WHAT IS EXPECTED ▸ For the records that follow, please set down exactly the lines between the one holding "If you could identify the white" and the one holding "If you could identify the blonde", inclusive, and only those.

Referring expression data ▸

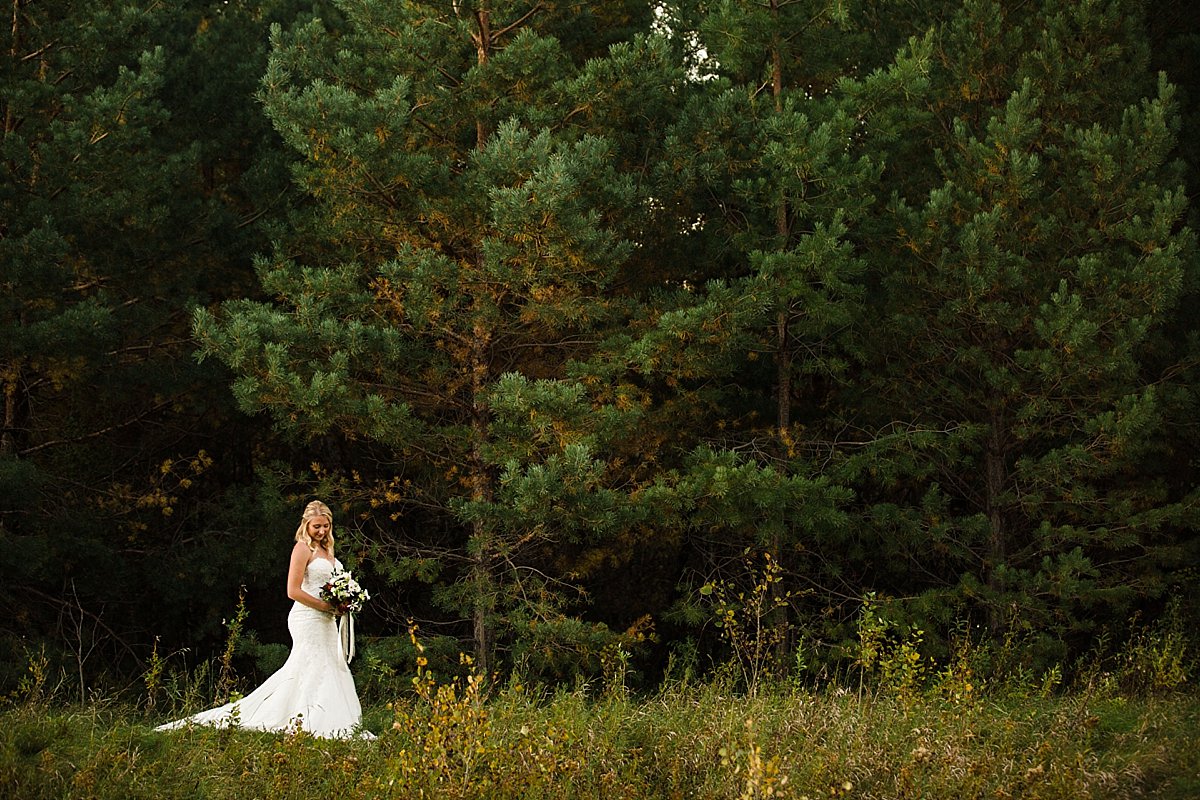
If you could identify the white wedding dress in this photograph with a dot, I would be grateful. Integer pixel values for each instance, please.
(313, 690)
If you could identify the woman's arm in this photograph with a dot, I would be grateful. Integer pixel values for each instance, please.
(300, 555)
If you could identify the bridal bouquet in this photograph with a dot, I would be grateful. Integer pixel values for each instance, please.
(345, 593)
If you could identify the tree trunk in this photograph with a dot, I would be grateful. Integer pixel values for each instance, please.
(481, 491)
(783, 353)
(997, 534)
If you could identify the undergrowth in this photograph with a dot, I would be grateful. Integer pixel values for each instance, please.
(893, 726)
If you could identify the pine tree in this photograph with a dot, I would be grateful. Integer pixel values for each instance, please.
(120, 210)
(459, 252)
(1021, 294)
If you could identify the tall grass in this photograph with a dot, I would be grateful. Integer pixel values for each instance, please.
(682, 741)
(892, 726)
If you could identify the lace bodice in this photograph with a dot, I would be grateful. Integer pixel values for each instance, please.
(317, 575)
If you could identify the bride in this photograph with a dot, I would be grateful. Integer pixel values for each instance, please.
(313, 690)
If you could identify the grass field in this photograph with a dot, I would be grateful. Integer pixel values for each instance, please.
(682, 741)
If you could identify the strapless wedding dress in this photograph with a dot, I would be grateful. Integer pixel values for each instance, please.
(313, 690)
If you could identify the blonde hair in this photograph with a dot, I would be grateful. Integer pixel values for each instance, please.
--
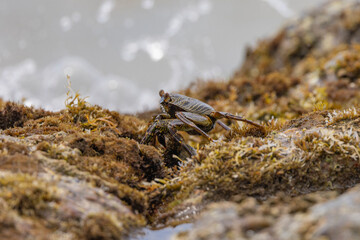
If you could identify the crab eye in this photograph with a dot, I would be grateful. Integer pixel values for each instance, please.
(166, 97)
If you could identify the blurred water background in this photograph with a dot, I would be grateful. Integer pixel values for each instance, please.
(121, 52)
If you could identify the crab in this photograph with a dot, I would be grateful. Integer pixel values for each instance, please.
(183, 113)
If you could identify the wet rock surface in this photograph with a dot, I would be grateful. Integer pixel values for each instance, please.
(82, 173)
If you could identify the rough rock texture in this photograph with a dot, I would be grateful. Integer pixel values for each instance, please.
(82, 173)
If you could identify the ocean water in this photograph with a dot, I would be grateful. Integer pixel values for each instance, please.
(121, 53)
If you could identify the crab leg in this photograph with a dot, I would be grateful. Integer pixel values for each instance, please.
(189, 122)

ANSWER TO THIS TASK ▸
If you could identify the white wedding dress in this photograph with a dot, I would be grateful. Integer pixel values for each instance, please.
(313, 690)
If you could identify the woman's arm in this photograph with a dot, I would be grateful. Integer pixel values for each instance, please.
(300, 555)
If you could identify the bridal bouquet in this photograph with a dot, I would be grateful. Integer pixel values for each instance, please.
(345, 593)
If you could identify the tree trunk in this photograph with a dot, I would be grateful. Integer pixel values for each instance, please.
(481, 491)
(783, 353)
(997, 534)
If you could identify the undergrowth in this photograph with a dot, I would be grateful. Integer pixel values for each instance, please.
(893, 726)
If you could identify the pine tree in this photograph with a dot, I would be grateful. Integer pixel values for each instance, please.
(120, 210)
(459, 252)
(1021, 294)
If you could identify the tall grass in this photograph with a dot, I would be grateful. Integer pixel values for each instance, please.
(682, 741)
(892, 726)
If you could identify the lace bodice in this photograph with a dot, I would be grateful. Integer pixel values for each instance, please.
(317, 575)
If you could identify the bride in this photograph with a dot, I would be grateful. Integer pixel values for each instance, please.
(313, 690)
If you could identify the grass field in this photograph with a dot, I would be grateful. Integer pixel values for each instance, please.
(682, 741)
If you could identify the strapless wedding dress in this photograph with a dot, I would be grateful. Integer pixel values for each instance, please.
(313, 690)
If you could identify the blonde hair in this photograph with a dot, I would be grateful. Integer pixel values for each instance, please.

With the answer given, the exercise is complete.